Could you format every line of the records below as a JSON list of strings, one string per line, leaving out any blank lines?

━━━━━ Information shown ━━━━━

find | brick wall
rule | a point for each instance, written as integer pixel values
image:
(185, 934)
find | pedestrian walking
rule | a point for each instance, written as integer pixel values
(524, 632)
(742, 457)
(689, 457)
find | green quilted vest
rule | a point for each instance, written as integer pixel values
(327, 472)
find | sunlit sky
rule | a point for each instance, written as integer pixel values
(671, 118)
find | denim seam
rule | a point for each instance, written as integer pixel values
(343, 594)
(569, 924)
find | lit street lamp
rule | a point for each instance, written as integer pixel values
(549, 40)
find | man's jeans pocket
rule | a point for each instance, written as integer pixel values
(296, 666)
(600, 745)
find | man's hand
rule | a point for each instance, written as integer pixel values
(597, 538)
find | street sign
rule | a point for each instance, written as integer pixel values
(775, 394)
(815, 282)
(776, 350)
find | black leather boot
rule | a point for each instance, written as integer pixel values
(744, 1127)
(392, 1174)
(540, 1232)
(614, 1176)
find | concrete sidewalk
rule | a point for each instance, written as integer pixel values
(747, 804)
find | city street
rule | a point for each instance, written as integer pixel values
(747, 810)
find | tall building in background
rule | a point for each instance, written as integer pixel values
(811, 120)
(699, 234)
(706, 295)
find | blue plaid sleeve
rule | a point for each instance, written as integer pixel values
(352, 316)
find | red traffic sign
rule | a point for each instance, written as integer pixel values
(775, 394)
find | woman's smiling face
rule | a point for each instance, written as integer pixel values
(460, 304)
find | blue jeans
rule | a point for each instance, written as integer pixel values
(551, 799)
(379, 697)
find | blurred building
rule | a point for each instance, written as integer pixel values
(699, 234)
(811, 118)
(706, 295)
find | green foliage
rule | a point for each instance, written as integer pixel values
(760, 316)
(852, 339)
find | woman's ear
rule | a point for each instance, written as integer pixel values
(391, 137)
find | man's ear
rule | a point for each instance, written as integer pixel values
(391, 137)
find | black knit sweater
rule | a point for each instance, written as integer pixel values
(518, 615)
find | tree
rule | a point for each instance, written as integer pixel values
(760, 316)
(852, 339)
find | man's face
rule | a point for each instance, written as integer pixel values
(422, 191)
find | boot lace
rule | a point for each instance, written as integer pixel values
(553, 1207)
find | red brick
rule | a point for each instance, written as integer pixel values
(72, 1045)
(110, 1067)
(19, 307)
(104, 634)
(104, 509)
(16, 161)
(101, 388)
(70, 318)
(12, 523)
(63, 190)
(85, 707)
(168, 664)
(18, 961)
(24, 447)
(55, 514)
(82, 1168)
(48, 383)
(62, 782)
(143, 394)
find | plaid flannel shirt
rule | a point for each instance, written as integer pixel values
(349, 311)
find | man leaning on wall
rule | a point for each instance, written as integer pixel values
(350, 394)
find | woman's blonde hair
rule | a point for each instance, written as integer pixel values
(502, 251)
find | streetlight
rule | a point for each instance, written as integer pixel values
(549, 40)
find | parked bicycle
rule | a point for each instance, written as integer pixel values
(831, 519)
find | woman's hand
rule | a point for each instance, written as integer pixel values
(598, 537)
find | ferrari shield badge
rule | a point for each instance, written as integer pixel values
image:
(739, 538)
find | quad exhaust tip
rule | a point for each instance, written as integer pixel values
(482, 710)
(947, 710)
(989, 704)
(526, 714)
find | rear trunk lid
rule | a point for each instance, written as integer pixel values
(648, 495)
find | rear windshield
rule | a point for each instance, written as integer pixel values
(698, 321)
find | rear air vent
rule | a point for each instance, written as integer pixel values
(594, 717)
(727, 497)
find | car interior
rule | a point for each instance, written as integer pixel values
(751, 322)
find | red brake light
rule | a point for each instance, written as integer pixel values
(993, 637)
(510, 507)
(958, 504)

━━━━━

- **Written answer**:
[
  "find | brick wall",
  "rule | a point for each instance, written as integer pixel values",
  "image:",
  "(185, 934)",
  "find | pedestrian walking",
  "rule | a point for each instance, written as integer pixel values",
  "(524, 632)",
  "(742, 457)",
  "(689, 457)",
  "find | green quilted vest",
  "rule | a point for each instance, written as integer pixel values",
  "(327, 472)",
  "find | sunlit sky",
  "rule | a point for each instance, written as integer pixel values",
  "(671, 118)",
  "find | denim seam",
  "rule | a point for each instance, written as integer pixel values",
  "(343, 594)",
  "(569, 924)",
  "find | lit street lamp",
  "rule | a point for each instance, written as integer pixel values",
  "(549, 40)",
  "find | man's jeans pocket",
  "rule | a point for each instance, written as integer pixel values",
  "(296, 666)",
  "(600, 745)",
  "find | man's hand",
  "rule | a point for each instance, written as integer pixel values",
  "(597, 538)",
  "find | street sign",
  "rule | a point for each instance, written as integer pixel values",
  "(775, 394)",
  "(815, 282)",
  "(776, 350)",
  "find | black leather boot",
  "rule | a point for each instance, written as integer pixel values",
  "(744, 1127)",
  "(392, 1174)",
  "(540, 1232)",
  "(614, 1176)",
  "find | concrete sidewalk",
  "rule | a point for each instance, written as integer pixel values",
  "(747, 804)",
  "find | city street",
  "rule | a point for each instance, written as integer pixel values",
  "(747, 810)",
  "find | tall building in background",
  "rule | a point for each instance, written as integer pixel values",
  "(811, 120)",
  "(699, 234)",
  "(706, 295)",
  "find | blue plaid sleeve",
  "rule | a point for each instance, written as integer pixel values",
  "(352, 316)",
  "find | red traffic sign",
  "rule | a point for each instance, written as integer pixel values",
  "(775, 394)",
  "find | woman's smiling face",
  "rule | a point for each instance, written as integer pixel values",
  "(460, 304)",
  "find | blue jeans",
  "rule | a point for each instance, written as integer pixel values",
  "(551, 799)",
  "(379, 697)",
  "find | blurred building",
  "rule | a point for each instance, written as integer pixel values",
  "(699, 234)",
  "(811, 118)",
  "(706, 295)",
  "find | green foliage",
  "rule | a point for each instance, written as integer pixel values",
  "(760, 316)",
  "(852, 339)",
  "find | woman's ear",
  "rule | a point for each instance, written as integer pixel values",
  "(391, 137)",
  "find | man's ear",
  "rule | a point for each instance, written as integer pixel values",
  "(391, 137)",
  "find | black knit sweater",
  "rule | a point for each instance, written as integer pixel values",
  "(518, 615)",
  "find | tree",
  "rule | a point for each instance, written as integer pixel values",
  "(760, 316)",
  "(852, 339)",
  "find | man's face",
  "rule | a point for each instance, written as integer pixel values",
  "(422, 191)",
  "find | boot lace",
  "rule | a point for each instance, written as integer pixel values",
  "(553, 1207)",
  "find | red brick",
  "rule | a point for each instance, written as integer pixel values",
  "(72, 1045)",
  "(110, 1067)",
  "(19, 307)",
  "(104, 634)",
  "(104, 509)",
  "(16, 161)",
  "(101, 388)",
  "(70, 318)",
  "(12, 523)",
  "(63, 190)",
  "(85, 707)",
  "(168, 664)",
  "(18, 961)",
  "(24, 447)",
  "(55, 514)",
  "(82, 1168)",
  "(48, 383)",
  "(62, 782)",
  "(143, 394)",
  "find | plaid flannel shirt",
  "rule | a point for each instance, written as integer pixel values",
  "(349, 311)",
  "find | man leaning on wall",
  "rule | a point for each instance, written as integer pixel values",
  "(350, 394)",
  "find | woman's blonde hair",
  "rule | a point for each instance, written as integer pixel values",
  "(502, 251)",
  "find | streetlight",
  "rule | a point for each instance, written as integer pixel values",
  "(549, 40)",
  "find | parked bicycle",
  "rule | a point for each instance, written as integer pixel values",
  "(831, 519)",
  "find | woman's hand",
  "rule | a point for each instance, written as integer pixel values",
  "(598, 537)",
  "find | ferrari shield badge",
  "rule | a point for each instance, written as integer pixel values",
  "image:",
  "(739, 538)",
  "find | quad exhaust tip",
  "rule | a point for each instance, written as integer pixel values",
  "(482, 710)",
  "(947, 710)",
  "(989, 704)",
  "(526, 714)",
  "find | rear trunk lid",
  "rule | a point for each instance, written as integer pixel values",
  "(648, 495)",
  "find | rear windshield",
  "rule | a point for each instance, written as integer pixel values",
  "(698, 321)",
  "find | rear air vent",
  "rule | a point for each instance, written as integer pixel values",
  "(594, 717)",
  "(727, 497)",
  "find | car interior",
  "rule | a point for each instance, written as integer pixel values",
  "(751, 322)",
  "find | red brake light",
  "rule | a point for each instance, written as integer pixel values",
  "(993, 637)",
  "(510, 507)",
  "(958, 504)"
]